ARTOColors. - おざきのりこ -

『職人とお客様を結ぶ色』をテーマに運営しているARTOCUには、既存の色名では表現しきれない、個性豊かな色があります。そして、その色を染め上げる職人たちもまた、十人十色。

そんな彼らの”色”を引き出すインタビュー企画
『ARTOColors.』

今回お話を聞く職人はおざきのりこさん。いつもおだやかで懇切丁寧、それでいてユーモア溢れるおざきさん。そんなおざきさんの気遣いの源は、いったいどこにあるのでしょう。プロフィールには書ききれないそのあたたかなお人柄を深掘りします。

ぜひ、ごゆっくりお楽しみください。


心に『寄り添う』表現 を求めて 

染色職人 おざきのりこ

1. 絵を学びながら、アフリカの太鼓を打ち鳴らした学生時代


- プロフィールを拝見して知ったのですが、おざきさんは、多摩美術大学のご出身なんですよね。
- どうやらその在学中、アフリカの太鼓をやっていたとか......。

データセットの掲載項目

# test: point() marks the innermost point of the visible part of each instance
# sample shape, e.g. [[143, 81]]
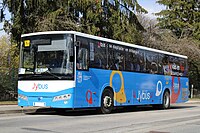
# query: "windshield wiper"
[[54, 75]]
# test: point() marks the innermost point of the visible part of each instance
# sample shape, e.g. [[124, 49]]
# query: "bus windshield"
[[49, 56]]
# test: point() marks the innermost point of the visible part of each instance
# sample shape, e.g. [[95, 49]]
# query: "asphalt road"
[[181, 118]]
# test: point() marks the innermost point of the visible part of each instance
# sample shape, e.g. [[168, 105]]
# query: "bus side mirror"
[[71, 58], [77, 43]]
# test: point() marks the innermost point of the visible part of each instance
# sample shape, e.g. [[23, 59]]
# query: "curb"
[[18, 111]]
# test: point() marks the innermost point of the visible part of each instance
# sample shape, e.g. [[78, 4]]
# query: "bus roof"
[[103, 39]]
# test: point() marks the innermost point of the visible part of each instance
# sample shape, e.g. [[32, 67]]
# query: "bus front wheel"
[[166, 100], [107, 101]]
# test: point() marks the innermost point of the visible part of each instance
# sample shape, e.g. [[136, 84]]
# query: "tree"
[[182, 17], [165, 39], [108, 18]]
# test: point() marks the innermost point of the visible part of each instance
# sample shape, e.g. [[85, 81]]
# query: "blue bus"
[[73, 70]]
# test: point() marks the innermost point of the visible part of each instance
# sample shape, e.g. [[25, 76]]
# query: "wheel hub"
[[107, 101]]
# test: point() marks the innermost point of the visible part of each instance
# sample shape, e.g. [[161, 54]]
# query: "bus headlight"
[[22, 97], [62, 97]]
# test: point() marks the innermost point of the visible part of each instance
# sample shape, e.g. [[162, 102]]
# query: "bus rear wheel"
[[166, 100], [107, 101]]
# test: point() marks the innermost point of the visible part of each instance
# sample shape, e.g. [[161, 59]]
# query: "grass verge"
[[8, 102]]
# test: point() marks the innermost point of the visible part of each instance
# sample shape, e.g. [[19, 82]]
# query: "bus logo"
[[39, 86]]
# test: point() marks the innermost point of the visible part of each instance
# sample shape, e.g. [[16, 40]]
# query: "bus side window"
[[82, 54]]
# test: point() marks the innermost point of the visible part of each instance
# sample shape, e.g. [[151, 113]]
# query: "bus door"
[[85, 92]]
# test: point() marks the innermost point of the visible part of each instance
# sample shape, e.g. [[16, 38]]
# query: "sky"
[[150, 5]]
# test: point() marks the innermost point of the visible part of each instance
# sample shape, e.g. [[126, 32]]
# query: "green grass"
[[197, 99], [8, 102]]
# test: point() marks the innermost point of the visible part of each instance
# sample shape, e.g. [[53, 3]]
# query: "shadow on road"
[[85, 112]]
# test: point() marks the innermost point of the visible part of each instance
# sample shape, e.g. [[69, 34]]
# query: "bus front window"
[[53, 58]]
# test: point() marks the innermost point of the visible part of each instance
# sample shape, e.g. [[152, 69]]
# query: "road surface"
[[181, 118]]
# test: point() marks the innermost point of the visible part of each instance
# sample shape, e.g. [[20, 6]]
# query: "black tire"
[[166, 100], [107, 101]]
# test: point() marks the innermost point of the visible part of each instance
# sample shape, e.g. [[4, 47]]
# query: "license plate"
[[40, 104]]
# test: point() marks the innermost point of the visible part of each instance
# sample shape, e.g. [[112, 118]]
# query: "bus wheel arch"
[[107, 100], [166, 99]]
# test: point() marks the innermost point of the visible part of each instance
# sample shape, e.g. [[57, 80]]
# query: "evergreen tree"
[[114, 19], [181, 16]]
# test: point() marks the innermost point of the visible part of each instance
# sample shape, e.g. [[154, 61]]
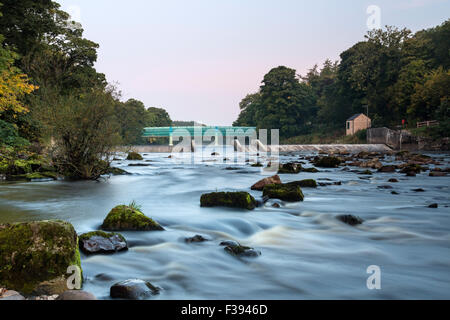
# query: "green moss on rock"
[[228, 199], [327, 162], [285, 192], [134, 156], [34, 256], [308, 183], [117, 171], [125, 218], [87, 236], [290, 168], [310, 170]]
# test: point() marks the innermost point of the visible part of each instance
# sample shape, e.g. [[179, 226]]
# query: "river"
[[306, 252]]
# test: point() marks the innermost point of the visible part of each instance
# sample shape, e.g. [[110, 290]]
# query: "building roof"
[[356, 116]]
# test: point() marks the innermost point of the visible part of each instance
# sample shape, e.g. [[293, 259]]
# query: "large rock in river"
[[126, 218], [228, 199], [264, 182], [285, 192], [102, 242], [308, 183], [290, 168], [327, 162], [134, 289], [134, 156], [35, 256]]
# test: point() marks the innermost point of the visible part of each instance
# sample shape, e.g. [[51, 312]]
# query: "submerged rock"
[[229, 243], [133, 289], [327, 162], [238, 250], [285, 192], [350, 219], [374, 164], [310, 170], [327, 184], [125, 218], [290, 168], [76, 295], [264, 182], [438, 174], [134, 156], [195, 239], [228, 199], [34, 256], [139, 165], [102, 242], [308, 183], [10, 295], [387, 169], [117, 171], [413, 168]]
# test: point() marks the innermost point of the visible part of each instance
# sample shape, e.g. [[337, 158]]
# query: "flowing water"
[[306, 252]]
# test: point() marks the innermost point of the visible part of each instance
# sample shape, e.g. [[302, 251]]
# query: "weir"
[[234, 135]]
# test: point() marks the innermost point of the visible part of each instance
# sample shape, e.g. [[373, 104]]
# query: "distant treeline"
[[49, 88], [396, 74]]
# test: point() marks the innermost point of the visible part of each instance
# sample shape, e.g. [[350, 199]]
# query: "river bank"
[[306, 253]]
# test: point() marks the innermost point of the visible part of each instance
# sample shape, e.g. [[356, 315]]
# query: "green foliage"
[[133, 205], [9, 135], [84, 131], [241, 200], [397, 74], [125, 218]]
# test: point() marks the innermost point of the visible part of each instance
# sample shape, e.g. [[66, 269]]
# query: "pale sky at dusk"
[[199, 58]]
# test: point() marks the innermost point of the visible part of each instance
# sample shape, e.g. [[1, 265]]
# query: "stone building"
[[358, 122]]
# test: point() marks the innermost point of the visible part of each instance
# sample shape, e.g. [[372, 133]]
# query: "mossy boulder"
[[236, 249], [327, 162], [133, 289], [413, 168], [285, 192], [290, 168], [259, 186], [310, 170], [350, 219], [34, 256], [387, 169], [228, 199], [102, 242], [242, 251], [125, 218], [134, 156], [308, 183], [117, 171]]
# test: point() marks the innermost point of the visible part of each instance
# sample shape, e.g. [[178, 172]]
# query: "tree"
[[158, 117], [431, 99], [249, 106], [83, 129], [14, 84], [286, 104], [132, 118]]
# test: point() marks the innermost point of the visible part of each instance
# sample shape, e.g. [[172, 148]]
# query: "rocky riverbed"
[[309, 232]]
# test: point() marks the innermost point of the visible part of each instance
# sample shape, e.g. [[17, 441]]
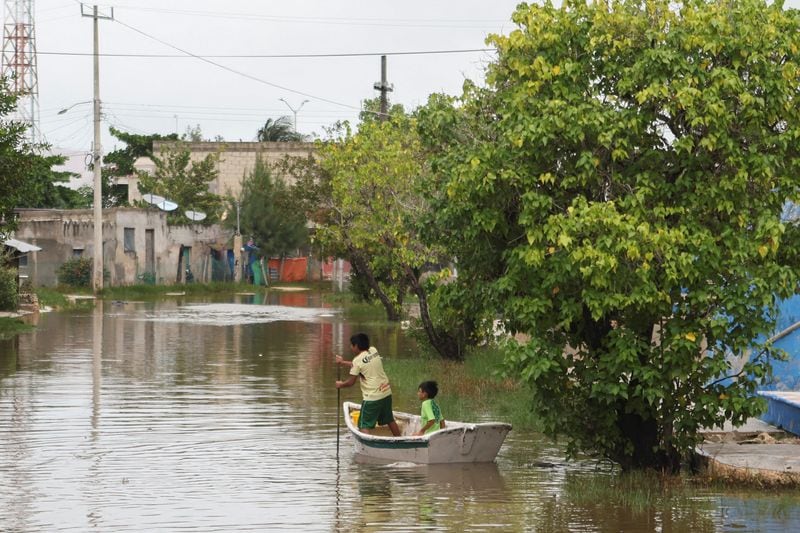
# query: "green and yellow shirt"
[[431, 411], [372, 378]]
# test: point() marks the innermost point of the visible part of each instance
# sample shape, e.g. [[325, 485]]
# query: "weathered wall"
[[237, 159], [63, 234]]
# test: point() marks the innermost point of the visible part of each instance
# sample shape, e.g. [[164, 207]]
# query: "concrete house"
[[237, 159], [138, 245]]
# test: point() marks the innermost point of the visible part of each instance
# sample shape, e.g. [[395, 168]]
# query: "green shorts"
[[375, 412]]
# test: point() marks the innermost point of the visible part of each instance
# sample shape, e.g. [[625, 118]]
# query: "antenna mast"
[[19, 62]]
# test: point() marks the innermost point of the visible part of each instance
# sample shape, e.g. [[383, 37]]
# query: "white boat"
[[459, 442]]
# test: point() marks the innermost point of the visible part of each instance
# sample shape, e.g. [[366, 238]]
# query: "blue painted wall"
[[787, 373]]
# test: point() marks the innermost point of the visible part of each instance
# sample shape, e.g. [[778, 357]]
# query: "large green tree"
[[627, 178], [377, 176], [185, 182], [27, 178], [268, 213]]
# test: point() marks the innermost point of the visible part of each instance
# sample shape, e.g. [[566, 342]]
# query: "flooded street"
[[221, 416]]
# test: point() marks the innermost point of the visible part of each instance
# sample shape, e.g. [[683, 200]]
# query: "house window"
[[130, 240]]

• [取り組む作業]:
a: インタビュー記事の「今回お話を聞く職人はおざきの」から「- どうやらその在学中、アフリカの太鼓をやっていたとか......。」までを、一字も変えずに書き写すこと。
b: 行の先頭から「[[182, 17], [165, 39], [108, 18]]」を含む行まで(その行も含む)を、「asphalt road」を「paved road」に置き換えて示すこと。ほかは一切変えず、画像は省くこと。
インタビュー記事と行は、それぞれ出どころが異なる。

• [回答]:
a:
今回お話を聞く職人はおざきのりこさん。いつもおだやかで懇切丁寧、それでいてユーモア溢れるおざきさん。そんなおざきさんの気遣いの源は、いったいどこにあるのでしょう。プロフィールには書ききれないそのあたたかなお人柄を深掘りします。

ぜひ、ごゆっくりお楽しみください。


心に『寄り添う』表現 を求めて 

染色職人 おざきのりこ

1. 絵を学びながら、アフリカの太鼓を打ち鳴らした学生時代


- プロフィールを拝見して知ったのですが、おざきさんは、多摩美術大学のご出身なんですよね。
- どうやらその在学中、アフリカの太鼓をやっていたとか......。

b:
# test: point() marks the innermost point of the visible part of each instance
# sample shape, e.g. [[143, 81]]
# query: "windshield wiper"
[[54, 75]]
# test: point() marks the innermost point of the visible part of each instance
# sample shape, e.g. [[124, 49]]
# query: "bus windshield"
[[49, 56]]
# test: point() marks the innermost point of the visible part of each instance
# sample shape, e.g. [[95, 49]]
# query: "paved road"
[[181, 118]]
# test: point() marks the innermost point of the visible part of each instance
# sample shape, e.g. [[168, 105]]
# query: "bus side mirror"
[[71, 58], [77, 43]]
# test: point() marks the innermost point of the visible part of each instance
# sample shape, e.g. [[23, 59]]
# query: "curb"
[[18, 111]]
# test: point() marks the innermost point of the visible part of each instance
# sample shape, e.g. [[78, 4]]
# query: "bus roof"
[[103, 39]]
# test: point() marks the innermost point of the visible part of each instance
# sample shape, e.g. [[32, 67]]
# query: "bus front wheel"
[[166, 100], [107, 101]]
# test: point() marks the innermost point of the visible part of each instance
# sample shape, e.g. [[136, 84]]
# query: "tree"
[[182, 17], [165, 39], [108, 18]]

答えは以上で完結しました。